* **Task requirements**
The tail of the records, from the line containing "Pass this photo to locate to point out the green succulent" through the final line, should be printed exactly and on its own.
------ Data under study
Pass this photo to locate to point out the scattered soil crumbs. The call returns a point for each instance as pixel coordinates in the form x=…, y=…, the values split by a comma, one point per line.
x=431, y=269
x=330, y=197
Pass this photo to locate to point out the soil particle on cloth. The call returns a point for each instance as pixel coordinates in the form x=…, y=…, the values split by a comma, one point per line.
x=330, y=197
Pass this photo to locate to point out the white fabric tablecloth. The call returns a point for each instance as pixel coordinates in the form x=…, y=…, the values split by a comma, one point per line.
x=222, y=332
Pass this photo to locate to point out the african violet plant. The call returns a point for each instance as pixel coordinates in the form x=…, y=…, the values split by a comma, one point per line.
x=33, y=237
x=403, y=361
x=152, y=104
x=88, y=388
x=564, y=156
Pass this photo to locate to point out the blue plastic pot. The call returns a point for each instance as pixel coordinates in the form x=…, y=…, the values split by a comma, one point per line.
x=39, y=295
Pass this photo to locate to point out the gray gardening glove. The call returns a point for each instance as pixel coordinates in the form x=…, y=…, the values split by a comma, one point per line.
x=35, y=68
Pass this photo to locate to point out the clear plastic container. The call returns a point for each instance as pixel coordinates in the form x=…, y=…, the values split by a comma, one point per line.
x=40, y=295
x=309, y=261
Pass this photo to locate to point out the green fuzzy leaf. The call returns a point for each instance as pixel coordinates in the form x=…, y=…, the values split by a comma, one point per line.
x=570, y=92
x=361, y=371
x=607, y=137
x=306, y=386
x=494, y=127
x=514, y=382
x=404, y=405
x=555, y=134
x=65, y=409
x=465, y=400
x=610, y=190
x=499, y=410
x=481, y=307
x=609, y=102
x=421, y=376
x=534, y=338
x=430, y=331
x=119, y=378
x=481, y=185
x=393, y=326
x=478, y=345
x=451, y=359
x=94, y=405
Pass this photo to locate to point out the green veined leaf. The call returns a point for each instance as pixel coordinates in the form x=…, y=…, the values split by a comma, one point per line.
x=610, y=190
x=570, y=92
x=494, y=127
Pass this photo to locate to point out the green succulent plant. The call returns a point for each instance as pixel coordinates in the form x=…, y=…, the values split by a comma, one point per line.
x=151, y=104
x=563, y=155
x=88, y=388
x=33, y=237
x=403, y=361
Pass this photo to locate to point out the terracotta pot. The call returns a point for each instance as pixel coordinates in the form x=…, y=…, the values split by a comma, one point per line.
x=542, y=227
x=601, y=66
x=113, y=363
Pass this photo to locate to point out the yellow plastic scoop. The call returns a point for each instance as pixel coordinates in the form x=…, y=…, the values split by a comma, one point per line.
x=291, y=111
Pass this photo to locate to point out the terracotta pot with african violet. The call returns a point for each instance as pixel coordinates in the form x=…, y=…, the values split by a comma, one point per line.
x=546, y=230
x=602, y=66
------------
* **Written answer**
Pass this photo to locate to point out the green succulent plant. The call returns a point for each instance as pixel coordinates in the form x=…, y=…, the values split by a comma, one point per line.
x=151, y=104
x=563, y=155
x=88, y=388
x=33, y=237
x=403, y=361
Pass this photo to locate to point out the terracotta pot. The call returns a point for each instance as pixel coordinates in the form x=…, y=…, the values split by a comma, one point per line.
x=542, y=227
x=601, y=66
x=113, y=363
Pass this photo to locate to point out the yellow plastic scoop. The call returns a point for each instance as pixel coordinates in the form x=…, y=…, the values split by a comma, one point per line.
x=291, y=111
Pass this photo to locate to point out the terracotta pot with african violet. The call returns a point for each instance as pixel coordinates in the form x=…, y=…, the values split by a comma, one point per line.
x=546, y=230
x=602, y=66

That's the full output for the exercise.